4.3.1 The carbonate compensation

As discussed in section 2.3.4, the CaCO₃ burial in sediments is ultimately compensated for by the input from rivers. Because weathering and sedimentation rates appear relatively independent, there is no a priori reason why these two processes should be in perfect balance at any particular time. However, any imbalance between them can lead to large variations of the stock of calcium carbonate in the ocean (and thus of the alkalinity, Eq. 2.45) on millennial to multi-millennial timescales . This would imply significant changes in the oceanic pCO₂ (section 2.3.2) and in the atmospheric CO₂ concentration. Such large shifts were not observed, at least over the last tens of million years, because of a stabilising feedback between the oceanic carbon cycle and the underlying sediment referred to as carbonate compensation.

To understand this feedback, it is necessary to analyse the mechanisms controlling the dissolution of CaCO₃. First, let's define the solubility K^CaCO₃ (similarly to the solubility of CO₂ in Eq. 2.43) from the equilibrium relationship for the dissolution of CaCO₃ (Eq. 2.47).

K^{C a C o_{3}} = {[C O_{3}^{2 -}]}_{s a t} {[C a_{}^{2 +}]}_{s a t}

(4.17)

where [CO₃^2-]_sat and [Ca²⁺]_sat are the concentrations when the equilibrium between CaCO₃ and the dissolved ions is achieved, i.e at saturation. If at one location in the ocean the product [CO₃^2-][Ca²⁺] is higher than K^CaCO₃, the water is said to be supersaturated with respect to CaCO₃. If the product is smaller than K^CaCO₃, the water is undersaturated. As the variations of the concentration in Ca²⁺ are much smaller than the variations in the concentration of CO₃^2-, saturation is mainly influenced by [CO₃^2-].

▶ **RECORDS TO PROCESS**:
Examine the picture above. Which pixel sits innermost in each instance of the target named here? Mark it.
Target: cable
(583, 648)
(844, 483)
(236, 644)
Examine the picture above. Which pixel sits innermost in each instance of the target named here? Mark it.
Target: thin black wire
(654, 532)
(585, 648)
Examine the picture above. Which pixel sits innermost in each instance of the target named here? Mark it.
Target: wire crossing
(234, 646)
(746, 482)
---
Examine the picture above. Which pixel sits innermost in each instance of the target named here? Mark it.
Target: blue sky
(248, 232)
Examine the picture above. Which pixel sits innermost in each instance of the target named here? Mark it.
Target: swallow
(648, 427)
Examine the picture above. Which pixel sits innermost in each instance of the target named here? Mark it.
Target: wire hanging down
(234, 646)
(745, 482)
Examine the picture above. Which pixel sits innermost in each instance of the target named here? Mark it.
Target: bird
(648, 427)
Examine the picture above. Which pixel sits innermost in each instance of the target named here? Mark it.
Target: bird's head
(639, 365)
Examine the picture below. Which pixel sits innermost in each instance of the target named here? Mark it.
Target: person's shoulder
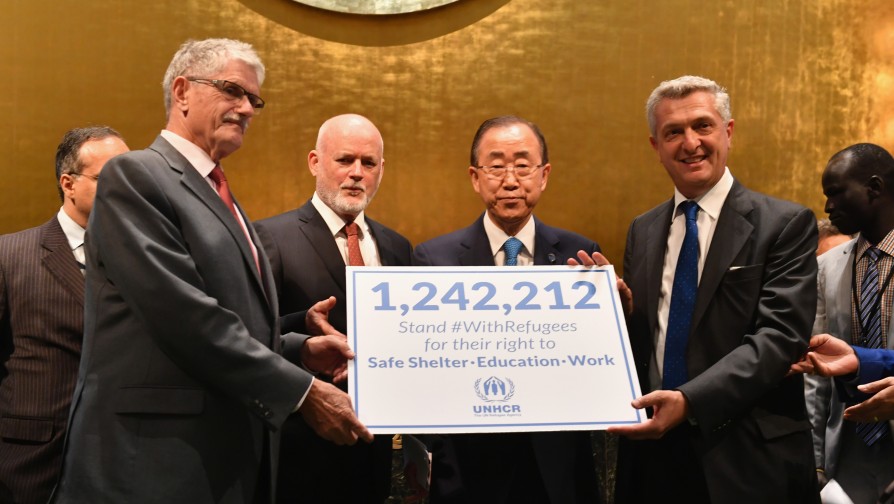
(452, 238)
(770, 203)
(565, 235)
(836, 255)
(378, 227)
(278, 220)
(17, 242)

▶ **REQUIRED ACTIONS**:
1. Count the lines in the listing that contain the string "wire", treating uppercase and lowercase as different. Give only the number.
2. Extend the passage on carbonate compensation past its final sentence.

▶ **EXPECTED RESULTS**:
1. 3

2.
Observations show that the concentration of CO₃^2- decreases with depth (inset of Fig. 4.13). The downward transport of inorganic carbon by the soft tissue pump and the carbonate pump might suggest the opposite. However, we must recall that the alkalinity is mainly influenced by the concentration of bicarbonate and carbonate ions (see the discussion of Eq. 2.45). Neglecting the small contribution of carbonic acid, Alk can be approximated by:

A l k ≃ [H C O_{3}^{-}] + 2 [C O_{3}^{2 -}]

(4.18)

If we also neglect the influence of the carbonic acid on the DIC, we can write:

D I C ≃ [H C O_{3}^{-}] + [C O_{3}^{2 -}]

(4.19)

This leads to

[C O_{3}^{2 -}] ≃ A l k - D I C

(4.20)

The dissolution of calcium carbonate releases CO₃^2- directly. This is consistent with Eq. 4.20 as the dissolution of 1 mole of CaCO₃ increases Alk by 2 and DIC by 1. By contrast, the remineralisation of organic matter mainly affects the DIC, producing a decrease in [CO₃^2-], according to Eq. 4.20. In the present oceanic conditions, the influence of the soft tissue pump appears to dominate, leading to the observed decrease of CO₃^2- at depth. As the solubility of CaCO₃ increases in the deep ocean, mainly because of its pressure dependence, the upper ocean tends to be supersaturated while the deep ocean is undersaturated. The depth at which those two regions are separated is called the saturation horizon (inset of Fig. 4.13).

Some of the CaCO₃ that leaves the surface layer is dissolved in the ocean water column, but a significant part is transferred to the sediment. There, a fraction of the CaCO₃ is dissolved and reinjected into the ocean, the rest being buried in the sediment on a long timescale. In order to describe those processes, the lysocline is defined as the depth up to which CaCO₃ in sediments is subject to very little dissolution while below the Calcite Compensation Depth (CCD) nearly all the calcite is lost from present in the sediment is lost by dissolution. The CCD is then the depth at which the input from sedimentation exactly balances the loss from dissolving calcite at the top of the sediment. The region between the lysocline and the CCD is called the transition zone (Fig. 4.13).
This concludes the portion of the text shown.